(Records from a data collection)
<<<<

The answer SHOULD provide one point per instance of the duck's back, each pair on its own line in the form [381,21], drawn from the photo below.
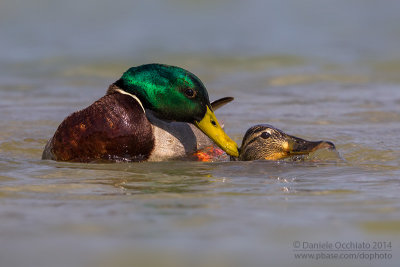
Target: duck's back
[113,128]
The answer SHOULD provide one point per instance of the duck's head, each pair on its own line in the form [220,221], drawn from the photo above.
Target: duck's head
[266,142]
[173,93]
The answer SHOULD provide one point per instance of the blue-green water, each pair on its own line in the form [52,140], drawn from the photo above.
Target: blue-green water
[315,69]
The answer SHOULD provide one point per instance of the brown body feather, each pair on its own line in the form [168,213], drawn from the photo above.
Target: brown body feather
[113,128]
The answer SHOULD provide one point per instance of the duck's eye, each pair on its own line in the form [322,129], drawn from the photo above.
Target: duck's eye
[265,135]
[190,93]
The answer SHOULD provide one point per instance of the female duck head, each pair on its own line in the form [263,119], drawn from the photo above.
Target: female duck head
[176,94]
[266,142]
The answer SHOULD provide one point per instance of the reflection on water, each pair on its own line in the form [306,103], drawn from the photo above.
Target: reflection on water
[314,74]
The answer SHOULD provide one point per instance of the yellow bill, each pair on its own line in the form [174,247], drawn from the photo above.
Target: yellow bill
[210,126]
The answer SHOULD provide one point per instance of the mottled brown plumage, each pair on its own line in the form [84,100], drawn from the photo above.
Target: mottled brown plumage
[114,128]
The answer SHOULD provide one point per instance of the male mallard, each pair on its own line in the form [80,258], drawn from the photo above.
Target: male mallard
[267,142]
[151,113]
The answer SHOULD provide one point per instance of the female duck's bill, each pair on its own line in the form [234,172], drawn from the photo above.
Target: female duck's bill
[266,142]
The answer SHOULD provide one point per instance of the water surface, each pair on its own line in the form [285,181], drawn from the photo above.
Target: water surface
[316,76]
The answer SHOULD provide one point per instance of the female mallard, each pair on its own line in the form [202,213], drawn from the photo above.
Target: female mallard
[267,142]
[150,113]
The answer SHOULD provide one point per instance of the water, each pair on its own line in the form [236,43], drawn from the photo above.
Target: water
[315,69]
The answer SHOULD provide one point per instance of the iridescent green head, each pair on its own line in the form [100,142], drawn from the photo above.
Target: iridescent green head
[172,92]
[176,94]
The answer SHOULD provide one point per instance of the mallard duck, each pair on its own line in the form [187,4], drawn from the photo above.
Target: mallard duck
[153,112]
[269,143]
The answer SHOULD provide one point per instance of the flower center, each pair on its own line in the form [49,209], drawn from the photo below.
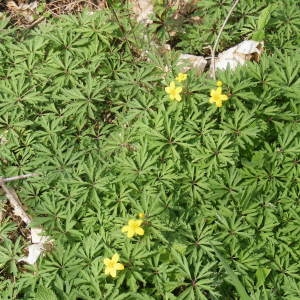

>>>>

- Problem details:
Only a number is wanted here: how many lines above hold the string "below"?

- Answer:
2